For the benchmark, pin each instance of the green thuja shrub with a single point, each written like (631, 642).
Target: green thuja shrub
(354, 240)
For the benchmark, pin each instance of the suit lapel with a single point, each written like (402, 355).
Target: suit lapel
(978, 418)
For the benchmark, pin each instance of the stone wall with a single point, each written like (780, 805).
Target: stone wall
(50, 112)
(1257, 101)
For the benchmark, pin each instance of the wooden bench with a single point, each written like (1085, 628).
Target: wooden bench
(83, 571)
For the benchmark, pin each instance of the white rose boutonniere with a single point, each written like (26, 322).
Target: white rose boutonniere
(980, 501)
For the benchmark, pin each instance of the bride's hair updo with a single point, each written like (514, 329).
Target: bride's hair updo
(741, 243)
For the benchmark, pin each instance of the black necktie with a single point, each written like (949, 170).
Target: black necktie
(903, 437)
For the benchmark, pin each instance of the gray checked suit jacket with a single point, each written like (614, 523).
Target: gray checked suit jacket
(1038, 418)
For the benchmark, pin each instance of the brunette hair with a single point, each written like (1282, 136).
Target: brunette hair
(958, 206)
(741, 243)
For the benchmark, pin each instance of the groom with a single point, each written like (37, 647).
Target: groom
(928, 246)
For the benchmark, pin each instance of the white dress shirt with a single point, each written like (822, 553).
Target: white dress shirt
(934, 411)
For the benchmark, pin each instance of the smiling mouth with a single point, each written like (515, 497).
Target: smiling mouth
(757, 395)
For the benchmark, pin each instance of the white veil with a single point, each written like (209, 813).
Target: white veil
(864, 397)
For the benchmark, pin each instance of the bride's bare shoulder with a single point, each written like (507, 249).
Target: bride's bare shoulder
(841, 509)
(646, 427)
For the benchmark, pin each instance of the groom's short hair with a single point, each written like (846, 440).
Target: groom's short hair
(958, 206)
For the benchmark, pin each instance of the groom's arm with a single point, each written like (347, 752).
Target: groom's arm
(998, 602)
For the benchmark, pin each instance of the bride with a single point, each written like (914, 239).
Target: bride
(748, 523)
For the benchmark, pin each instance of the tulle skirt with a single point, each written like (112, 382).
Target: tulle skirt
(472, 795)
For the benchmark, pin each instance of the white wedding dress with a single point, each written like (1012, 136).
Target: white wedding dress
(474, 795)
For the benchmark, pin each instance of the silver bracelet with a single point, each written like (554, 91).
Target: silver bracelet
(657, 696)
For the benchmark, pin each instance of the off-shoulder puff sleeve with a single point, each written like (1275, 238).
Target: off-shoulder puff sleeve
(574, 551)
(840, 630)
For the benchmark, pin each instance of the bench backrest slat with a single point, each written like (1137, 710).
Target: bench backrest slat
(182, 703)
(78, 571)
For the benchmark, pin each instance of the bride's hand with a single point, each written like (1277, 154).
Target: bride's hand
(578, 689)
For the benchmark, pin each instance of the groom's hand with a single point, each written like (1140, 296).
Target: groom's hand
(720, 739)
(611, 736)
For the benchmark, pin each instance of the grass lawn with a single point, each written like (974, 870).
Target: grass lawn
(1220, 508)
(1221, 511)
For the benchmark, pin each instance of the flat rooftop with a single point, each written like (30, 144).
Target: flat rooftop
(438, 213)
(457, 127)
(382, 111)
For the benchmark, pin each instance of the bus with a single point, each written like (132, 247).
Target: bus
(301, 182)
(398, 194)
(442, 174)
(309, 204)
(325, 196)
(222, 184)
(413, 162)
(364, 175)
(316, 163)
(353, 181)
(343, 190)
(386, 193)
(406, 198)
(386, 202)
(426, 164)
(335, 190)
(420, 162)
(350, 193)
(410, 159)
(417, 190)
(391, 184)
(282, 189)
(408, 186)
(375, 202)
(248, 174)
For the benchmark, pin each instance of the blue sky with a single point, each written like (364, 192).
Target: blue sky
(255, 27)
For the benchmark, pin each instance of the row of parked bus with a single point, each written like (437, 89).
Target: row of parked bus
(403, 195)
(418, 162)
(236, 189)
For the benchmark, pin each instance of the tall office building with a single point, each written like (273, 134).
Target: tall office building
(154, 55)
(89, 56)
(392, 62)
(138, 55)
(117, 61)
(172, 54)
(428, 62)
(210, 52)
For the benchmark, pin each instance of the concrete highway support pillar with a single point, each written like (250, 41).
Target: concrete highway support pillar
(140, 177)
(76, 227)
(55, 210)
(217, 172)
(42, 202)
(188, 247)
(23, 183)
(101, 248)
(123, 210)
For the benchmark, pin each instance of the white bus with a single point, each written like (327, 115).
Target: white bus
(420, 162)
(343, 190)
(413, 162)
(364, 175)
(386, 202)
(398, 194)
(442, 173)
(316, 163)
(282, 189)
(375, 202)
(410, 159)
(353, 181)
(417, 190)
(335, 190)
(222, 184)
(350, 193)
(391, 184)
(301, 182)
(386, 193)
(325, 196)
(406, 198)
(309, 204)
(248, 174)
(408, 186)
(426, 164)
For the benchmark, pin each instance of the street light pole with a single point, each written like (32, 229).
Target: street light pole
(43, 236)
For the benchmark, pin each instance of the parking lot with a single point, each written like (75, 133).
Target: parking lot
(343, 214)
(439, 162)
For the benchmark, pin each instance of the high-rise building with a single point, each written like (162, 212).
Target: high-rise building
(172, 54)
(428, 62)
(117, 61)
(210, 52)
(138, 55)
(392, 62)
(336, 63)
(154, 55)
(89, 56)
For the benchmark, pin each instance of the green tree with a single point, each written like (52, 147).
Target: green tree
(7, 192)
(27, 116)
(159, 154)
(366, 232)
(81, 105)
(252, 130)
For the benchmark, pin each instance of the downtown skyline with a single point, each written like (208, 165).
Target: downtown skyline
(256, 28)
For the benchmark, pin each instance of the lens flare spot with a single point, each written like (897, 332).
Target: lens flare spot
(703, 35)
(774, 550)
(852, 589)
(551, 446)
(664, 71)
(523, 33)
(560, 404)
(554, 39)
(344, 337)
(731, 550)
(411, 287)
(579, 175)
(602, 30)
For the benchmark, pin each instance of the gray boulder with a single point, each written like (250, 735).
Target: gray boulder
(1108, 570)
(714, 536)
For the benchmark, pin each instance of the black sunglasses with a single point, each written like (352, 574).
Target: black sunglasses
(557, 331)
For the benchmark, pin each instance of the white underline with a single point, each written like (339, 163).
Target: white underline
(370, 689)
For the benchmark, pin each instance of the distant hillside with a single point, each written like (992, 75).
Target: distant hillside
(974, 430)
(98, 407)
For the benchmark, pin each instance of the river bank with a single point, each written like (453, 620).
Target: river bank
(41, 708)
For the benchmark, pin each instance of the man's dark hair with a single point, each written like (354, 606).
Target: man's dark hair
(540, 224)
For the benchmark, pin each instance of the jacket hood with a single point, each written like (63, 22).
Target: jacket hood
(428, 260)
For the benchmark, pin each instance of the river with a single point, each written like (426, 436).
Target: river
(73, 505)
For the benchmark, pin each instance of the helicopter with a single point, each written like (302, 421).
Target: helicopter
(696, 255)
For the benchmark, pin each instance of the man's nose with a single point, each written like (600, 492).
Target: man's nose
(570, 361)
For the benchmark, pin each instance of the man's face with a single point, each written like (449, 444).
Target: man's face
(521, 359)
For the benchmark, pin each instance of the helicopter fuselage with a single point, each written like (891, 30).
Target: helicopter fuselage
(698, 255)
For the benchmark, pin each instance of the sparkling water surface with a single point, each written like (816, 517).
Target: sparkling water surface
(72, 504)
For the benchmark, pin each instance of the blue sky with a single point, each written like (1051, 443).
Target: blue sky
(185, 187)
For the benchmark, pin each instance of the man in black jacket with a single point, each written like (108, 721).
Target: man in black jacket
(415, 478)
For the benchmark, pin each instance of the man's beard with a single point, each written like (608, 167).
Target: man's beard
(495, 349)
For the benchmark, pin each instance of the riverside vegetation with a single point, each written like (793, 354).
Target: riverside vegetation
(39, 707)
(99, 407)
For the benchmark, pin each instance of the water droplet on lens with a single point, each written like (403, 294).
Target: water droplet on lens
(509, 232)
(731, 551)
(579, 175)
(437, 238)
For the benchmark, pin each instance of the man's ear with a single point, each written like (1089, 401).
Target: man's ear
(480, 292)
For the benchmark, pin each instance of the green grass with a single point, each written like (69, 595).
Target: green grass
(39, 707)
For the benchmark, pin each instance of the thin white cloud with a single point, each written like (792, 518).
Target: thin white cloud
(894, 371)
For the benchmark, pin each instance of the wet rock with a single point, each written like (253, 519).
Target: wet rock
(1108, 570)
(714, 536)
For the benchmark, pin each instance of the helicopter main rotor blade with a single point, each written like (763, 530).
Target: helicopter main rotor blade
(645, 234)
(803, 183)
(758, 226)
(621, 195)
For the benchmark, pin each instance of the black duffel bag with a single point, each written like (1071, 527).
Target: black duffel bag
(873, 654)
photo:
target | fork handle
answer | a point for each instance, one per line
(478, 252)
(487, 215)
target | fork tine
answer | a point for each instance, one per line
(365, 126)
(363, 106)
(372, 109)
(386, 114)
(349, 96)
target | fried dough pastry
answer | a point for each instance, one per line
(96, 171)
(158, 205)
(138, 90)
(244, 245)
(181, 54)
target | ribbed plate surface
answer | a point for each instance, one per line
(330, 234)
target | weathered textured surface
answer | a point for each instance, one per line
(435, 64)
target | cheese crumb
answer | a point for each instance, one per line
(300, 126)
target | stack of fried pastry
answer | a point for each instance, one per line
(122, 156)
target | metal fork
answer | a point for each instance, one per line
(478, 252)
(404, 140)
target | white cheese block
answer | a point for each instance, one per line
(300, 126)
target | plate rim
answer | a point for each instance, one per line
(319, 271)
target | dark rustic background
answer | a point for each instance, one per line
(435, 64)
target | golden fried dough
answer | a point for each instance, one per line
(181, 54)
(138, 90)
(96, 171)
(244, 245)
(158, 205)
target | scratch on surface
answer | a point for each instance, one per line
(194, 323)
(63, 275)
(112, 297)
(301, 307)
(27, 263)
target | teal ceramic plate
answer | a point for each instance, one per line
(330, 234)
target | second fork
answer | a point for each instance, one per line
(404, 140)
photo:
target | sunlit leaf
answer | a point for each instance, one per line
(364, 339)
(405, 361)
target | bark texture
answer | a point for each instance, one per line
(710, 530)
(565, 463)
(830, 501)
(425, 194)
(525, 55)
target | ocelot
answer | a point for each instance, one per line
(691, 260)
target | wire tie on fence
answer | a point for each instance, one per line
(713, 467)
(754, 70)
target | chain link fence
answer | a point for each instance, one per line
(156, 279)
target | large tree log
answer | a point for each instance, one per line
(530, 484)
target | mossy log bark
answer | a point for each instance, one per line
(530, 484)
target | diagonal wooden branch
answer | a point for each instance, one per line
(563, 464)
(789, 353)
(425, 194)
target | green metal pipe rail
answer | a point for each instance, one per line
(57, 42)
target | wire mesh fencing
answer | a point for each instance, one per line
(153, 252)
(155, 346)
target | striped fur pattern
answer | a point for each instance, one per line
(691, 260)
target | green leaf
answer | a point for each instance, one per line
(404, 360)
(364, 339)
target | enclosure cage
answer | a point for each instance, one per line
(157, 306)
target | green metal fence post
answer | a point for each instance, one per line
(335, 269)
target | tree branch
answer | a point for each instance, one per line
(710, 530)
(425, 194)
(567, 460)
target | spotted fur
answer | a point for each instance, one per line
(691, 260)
----------
Write out the lines above from the one containing "target | green metal pipe rail" through the last, exactly as they are.

- [RESPONSE]:
target | green metal pipe rail
answer | a point for each instance, one per line
(57, 42)
target | wire mesh fencing
answer | a point for each instance, one per line
(153, 252)
(155, 346)
target | striped fur pattern
answer | a point for each instance, one per line
(691, 260)
target | green leaf
answer | a point for each instance, one per line
(404, 360)
(364, 339)
target | enclosure cage
answer | a point for each instance, one per line
(157, 306)
target | green metal fence post
answer | a point for each instance, one per line
(335, 269)
target | tree branch
answer | a point for each instance, one per line
(710, 530)
(425, 194)
(567, 460)
target | spotted fur
answer | a point for each instance, one per line
(691, 260)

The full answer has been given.